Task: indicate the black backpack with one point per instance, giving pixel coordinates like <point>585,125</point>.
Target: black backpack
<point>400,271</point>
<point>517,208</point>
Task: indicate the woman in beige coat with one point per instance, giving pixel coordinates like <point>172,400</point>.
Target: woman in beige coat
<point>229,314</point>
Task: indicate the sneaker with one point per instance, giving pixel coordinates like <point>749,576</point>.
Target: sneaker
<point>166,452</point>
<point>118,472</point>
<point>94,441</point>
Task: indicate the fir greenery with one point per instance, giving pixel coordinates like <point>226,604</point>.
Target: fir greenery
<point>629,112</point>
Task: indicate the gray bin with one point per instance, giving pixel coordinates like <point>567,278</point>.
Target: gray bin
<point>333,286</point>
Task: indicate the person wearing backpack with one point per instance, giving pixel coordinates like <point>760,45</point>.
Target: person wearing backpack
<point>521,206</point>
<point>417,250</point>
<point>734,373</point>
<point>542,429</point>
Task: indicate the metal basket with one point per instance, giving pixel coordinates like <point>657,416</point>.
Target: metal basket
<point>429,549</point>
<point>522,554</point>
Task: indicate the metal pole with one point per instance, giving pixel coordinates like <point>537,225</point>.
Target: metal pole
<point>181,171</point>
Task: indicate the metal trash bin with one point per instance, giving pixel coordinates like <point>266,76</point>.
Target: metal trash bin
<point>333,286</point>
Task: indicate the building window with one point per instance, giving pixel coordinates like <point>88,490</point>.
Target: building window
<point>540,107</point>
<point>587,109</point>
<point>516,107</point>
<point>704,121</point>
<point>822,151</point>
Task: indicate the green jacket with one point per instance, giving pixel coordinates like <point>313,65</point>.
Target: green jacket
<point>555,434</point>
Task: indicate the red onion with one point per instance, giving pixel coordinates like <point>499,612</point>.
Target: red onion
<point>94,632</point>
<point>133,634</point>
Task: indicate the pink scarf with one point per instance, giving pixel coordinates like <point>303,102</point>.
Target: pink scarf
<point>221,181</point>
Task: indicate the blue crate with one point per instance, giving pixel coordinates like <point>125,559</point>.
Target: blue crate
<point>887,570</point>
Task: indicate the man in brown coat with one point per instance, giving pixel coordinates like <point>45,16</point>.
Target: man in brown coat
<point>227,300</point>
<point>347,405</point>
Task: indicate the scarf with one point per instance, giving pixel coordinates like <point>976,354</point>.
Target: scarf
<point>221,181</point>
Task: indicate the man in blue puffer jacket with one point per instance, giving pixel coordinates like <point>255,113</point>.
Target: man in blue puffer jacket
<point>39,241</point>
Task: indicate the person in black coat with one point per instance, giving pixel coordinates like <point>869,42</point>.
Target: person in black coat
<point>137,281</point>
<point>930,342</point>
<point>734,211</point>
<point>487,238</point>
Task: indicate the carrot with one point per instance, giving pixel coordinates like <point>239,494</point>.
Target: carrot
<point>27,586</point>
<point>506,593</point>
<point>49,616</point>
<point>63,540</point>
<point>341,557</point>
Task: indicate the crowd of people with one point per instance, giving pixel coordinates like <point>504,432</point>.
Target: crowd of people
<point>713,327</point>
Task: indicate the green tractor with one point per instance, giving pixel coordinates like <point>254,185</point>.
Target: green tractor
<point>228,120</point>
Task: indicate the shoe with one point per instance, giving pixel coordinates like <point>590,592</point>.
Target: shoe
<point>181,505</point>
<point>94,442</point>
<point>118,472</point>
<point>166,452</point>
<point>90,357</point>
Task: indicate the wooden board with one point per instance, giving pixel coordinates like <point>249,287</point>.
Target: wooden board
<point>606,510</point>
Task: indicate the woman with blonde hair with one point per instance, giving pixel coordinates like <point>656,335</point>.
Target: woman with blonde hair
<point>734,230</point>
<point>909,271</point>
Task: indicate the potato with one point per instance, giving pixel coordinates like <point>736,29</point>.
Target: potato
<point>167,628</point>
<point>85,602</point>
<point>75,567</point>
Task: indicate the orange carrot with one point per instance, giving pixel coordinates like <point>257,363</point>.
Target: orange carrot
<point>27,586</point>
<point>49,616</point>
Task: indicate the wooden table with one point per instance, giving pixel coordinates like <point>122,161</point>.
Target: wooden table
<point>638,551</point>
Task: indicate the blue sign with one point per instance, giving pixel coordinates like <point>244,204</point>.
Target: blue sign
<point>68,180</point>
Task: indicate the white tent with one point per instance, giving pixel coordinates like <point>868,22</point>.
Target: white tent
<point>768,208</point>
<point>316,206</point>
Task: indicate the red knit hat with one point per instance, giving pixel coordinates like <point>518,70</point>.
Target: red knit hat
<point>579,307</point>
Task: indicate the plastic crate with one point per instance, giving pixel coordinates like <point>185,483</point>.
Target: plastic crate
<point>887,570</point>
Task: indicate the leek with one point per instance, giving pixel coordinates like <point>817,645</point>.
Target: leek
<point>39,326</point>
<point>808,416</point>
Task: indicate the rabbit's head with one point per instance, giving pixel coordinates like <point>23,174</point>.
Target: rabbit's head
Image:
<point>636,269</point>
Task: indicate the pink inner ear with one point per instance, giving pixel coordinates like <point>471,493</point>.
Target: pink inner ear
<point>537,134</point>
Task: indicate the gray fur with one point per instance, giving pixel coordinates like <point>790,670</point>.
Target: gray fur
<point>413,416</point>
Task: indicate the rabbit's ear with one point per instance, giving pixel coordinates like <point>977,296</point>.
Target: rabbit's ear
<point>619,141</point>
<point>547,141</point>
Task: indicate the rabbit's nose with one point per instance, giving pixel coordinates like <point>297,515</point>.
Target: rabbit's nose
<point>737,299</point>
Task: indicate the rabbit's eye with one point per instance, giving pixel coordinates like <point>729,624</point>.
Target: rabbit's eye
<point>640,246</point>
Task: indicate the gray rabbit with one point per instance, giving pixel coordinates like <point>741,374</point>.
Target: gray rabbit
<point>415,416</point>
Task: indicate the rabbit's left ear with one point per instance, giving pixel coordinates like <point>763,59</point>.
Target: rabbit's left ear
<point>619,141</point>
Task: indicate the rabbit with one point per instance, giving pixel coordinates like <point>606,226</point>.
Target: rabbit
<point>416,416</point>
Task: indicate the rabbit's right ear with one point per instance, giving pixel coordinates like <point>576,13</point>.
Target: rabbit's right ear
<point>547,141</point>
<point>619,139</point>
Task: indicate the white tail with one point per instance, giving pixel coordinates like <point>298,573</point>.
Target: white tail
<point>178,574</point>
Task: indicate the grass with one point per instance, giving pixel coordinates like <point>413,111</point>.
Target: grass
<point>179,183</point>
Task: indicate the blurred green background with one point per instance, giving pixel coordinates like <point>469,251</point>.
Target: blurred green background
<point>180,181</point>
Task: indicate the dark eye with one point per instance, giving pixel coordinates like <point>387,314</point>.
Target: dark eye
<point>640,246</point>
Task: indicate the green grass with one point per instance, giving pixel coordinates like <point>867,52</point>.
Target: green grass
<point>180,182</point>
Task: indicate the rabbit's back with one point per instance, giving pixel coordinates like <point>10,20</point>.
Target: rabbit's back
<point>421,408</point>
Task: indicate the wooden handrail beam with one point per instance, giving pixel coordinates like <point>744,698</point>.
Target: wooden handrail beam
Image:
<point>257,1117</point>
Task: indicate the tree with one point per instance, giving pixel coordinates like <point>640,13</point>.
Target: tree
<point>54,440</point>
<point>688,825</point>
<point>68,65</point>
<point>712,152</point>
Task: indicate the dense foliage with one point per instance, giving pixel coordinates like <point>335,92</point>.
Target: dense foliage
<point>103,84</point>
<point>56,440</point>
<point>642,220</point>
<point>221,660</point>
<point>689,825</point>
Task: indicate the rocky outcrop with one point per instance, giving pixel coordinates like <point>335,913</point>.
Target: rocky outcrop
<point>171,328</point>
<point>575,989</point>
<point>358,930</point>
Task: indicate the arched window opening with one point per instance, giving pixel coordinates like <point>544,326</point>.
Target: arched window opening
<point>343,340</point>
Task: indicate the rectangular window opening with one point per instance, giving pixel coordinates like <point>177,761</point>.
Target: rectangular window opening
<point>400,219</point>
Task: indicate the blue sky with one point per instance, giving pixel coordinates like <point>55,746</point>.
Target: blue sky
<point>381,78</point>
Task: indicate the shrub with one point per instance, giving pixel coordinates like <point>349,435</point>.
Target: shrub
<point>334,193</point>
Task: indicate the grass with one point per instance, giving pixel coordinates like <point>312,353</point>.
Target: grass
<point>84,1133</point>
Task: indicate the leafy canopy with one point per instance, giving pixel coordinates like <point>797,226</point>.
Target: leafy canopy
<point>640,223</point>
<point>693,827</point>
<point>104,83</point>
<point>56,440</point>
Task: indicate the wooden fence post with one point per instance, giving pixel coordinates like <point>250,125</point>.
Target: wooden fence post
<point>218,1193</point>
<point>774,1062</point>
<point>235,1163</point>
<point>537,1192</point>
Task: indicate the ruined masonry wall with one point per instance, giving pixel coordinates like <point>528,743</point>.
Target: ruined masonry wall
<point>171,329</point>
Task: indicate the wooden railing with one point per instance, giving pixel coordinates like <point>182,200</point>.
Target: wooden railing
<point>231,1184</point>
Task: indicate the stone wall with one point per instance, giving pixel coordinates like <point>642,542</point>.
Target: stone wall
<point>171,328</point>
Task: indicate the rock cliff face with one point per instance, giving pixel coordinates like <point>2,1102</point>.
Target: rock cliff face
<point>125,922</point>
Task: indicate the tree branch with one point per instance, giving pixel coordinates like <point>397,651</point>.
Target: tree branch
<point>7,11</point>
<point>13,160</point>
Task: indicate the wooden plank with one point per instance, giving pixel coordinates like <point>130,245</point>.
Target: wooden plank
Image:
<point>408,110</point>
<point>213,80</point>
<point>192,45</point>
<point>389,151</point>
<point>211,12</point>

---------------

■ **EXERCISE PROMPT**
Substitute "wool cap" for "knit hat" in the part that opens with the line containing "Task: indicate the red knit" and closes with the line containing "<point>579,307</point>", and give only those lines, otherwise unchanged.

■ **EXERCISE OUTPUT**
Task: indicate the red wool cap with one point per instance, giving pixel coordinates like <point>518,70</point>.
Target: red wool cap
<point>579,307</point>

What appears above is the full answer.